### TEXT EXTRACT

##############################

DSMunknown
15+ Year Contributor
- 4,108
- 42
- Sep 16, 2004
-
Worcester,
Massachusetts
I have been reading through Mark Warner's Street Turbocharging book, and I came across a section where he briefly discusses different types of pressure. He offers a diagram like the one below (I took the liberty of copying it to the best of my ability). For those who have access to the book, this is on page 23:
So as we can see, there are two different types of pressure. There are actually four different chief types in my understanding. The two others are gauge pressure and absolute pressure. Understandably, absolute pressure affects nearly everything because it doesn't seem to be absolutely critical. Let me digress for a moment.
For those who don't have the book, let me fill you in a little bit. Absolute pressure is ALWAYS 14.7psi higher than gauge pressure. Warner gives the example of a completely deflated tire. To most of us, there is no tire pressure inside the tire. However, if we were measuring the absolute pressure, we would see that it would be at 14.7psi. Now let us assume that the tire is filled with compressed air. So we take the pressure and see that our regular tire pressure gauge reads 30psi. This 30psi is the gauge pressure, and since absolute pressure is always 14.7psi higher than gauge pressure, that means that the absolute pressure in this case would be 44.7psi.
Anyways, what I am trying to find out is if knowing the total pressure (instead of static pressure) is "better" from a performance standpoint. For those wondering, what is written in the picture is Warner's exact words, not mine. Now obviously, with a turbocharger like the T-25, this probably doesn't matter, because the nipple is on the compressor-side housing. However, for those individuals with an upgraded turbocharger (such as a 16G or whatever), there is no appropriate nipple on the compressor-side housing. Thus, the consumer is able to place the nipple wherever he chooses.
We must also keep in mind that disrupting the flow of air will have an effect on the performance of the engine, which is exactly why I would be skeptical of having a pitot tube in place of an protruding nipple (like we see on most LICPs). One more digression:
Again, for those wondering, air is technically a fluid. If you're confused, just replace the term "fluid" with "air" where appropriate.

##############################

### RECORD SET
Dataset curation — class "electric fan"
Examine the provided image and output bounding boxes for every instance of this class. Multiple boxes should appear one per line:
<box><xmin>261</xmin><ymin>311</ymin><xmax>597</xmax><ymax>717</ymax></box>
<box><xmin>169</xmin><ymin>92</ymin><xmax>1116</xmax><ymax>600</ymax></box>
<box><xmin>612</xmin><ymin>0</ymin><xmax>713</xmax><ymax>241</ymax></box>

##############################

### EXERCISE GOAL
In the forum post about turbocharger pressure, what is the absolute pressure in the tire example when the gauge reads 30 psi?

### THE COMPLETED TASK
44.7 psi.